[begin Material for the task]
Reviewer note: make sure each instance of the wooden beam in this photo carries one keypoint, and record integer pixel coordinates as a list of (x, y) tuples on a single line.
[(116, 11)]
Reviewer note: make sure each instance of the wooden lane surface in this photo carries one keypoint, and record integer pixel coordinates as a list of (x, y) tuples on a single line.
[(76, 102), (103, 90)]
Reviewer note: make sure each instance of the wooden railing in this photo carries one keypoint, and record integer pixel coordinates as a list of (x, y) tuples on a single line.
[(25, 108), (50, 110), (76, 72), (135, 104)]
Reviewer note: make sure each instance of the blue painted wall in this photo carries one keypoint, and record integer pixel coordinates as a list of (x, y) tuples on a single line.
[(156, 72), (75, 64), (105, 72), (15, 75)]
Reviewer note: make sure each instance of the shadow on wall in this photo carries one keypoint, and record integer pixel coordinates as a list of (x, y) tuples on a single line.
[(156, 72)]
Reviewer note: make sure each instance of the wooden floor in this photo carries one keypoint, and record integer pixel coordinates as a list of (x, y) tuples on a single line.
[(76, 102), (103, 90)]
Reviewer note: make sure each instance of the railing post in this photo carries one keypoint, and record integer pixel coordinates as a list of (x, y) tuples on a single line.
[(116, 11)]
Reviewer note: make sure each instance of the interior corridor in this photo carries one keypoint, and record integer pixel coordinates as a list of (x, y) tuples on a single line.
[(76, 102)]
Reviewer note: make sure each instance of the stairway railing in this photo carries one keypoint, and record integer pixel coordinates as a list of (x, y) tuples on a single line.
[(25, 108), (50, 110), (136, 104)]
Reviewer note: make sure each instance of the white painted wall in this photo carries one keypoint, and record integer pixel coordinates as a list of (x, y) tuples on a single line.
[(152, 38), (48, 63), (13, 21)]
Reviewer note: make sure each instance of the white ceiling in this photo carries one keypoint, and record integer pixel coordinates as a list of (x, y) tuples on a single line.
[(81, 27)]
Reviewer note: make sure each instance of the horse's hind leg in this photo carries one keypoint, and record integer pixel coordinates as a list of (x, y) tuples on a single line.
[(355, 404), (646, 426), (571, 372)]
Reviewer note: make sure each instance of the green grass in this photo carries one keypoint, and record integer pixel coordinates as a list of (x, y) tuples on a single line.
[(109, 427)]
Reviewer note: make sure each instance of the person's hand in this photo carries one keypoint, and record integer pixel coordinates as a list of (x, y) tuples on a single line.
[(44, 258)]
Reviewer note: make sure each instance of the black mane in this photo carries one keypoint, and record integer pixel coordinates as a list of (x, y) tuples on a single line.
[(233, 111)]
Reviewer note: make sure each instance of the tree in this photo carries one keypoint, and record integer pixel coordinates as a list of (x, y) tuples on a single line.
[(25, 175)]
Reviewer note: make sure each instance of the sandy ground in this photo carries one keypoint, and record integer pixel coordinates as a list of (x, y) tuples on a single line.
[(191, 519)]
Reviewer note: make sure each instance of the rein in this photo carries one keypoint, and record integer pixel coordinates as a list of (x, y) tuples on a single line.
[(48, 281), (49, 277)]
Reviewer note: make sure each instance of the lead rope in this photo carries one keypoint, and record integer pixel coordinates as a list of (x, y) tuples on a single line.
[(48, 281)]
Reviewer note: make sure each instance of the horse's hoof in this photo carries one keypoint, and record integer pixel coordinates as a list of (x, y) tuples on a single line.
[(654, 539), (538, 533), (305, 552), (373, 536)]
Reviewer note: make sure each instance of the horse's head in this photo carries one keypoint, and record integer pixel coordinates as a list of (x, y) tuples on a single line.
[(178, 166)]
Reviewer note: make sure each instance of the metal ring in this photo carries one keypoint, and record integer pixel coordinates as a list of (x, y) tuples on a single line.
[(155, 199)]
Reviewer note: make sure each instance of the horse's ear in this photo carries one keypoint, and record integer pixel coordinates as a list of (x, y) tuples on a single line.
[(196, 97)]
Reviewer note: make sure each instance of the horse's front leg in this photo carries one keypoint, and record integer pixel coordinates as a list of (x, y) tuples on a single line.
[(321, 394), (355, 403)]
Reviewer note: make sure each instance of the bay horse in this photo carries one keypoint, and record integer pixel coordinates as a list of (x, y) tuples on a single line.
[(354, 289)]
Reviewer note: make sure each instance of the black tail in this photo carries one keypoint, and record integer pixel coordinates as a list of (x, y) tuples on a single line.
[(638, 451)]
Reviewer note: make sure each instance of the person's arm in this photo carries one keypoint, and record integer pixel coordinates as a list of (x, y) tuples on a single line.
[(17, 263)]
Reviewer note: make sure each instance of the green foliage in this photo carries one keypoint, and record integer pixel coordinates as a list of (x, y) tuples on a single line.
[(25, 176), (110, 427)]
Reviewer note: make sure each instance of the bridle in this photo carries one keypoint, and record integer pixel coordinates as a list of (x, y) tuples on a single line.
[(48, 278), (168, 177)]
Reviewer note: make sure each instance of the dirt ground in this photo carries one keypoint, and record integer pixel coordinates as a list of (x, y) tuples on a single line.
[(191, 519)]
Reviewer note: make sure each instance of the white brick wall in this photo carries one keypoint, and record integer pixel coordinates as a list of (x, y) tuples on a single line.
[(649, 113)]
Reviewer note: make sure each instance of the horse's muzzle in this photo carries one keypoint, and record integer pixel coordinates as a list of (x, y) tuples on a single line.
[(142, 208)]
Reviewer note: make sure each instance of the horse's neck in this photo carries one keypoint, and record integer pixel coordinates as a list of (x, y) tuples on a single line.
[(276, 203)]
[end Material for the task]
■ **Exercise brief**:
Please reproduce, with no changes, the rows from the line with "Reviewer note: make sure each instance of the metal" to the line with "[(354, 289)]", including both of those lines.

■ **Response to the exercise**:
Reviewer note: make sure each instance of the metal ring in this photo carries one keypoint, and record integer pixel coordinates as a list of (x, y) tuples on a single line.
[(155, 199)]
Reviewer note: make sure each instance of the horse's ear in this photo carries one keypoint, and record integer pixel coordinates as a list of (x, y) tuples on a single line.
[(196, 97)]
Reviewer note: make sure each instance of the horse's front leg in this photo carries one keypoint, and record integer pixel coordinates as a list of (x, y) tuples on a single line.
[(321, 394), (355, 403)]
Reviewer note: make sure each instance of the bay horse in this photo carries one keypoint, and record integer pixel coordinates as a list of (x, y) tuples on a single line.
[(354, 289)]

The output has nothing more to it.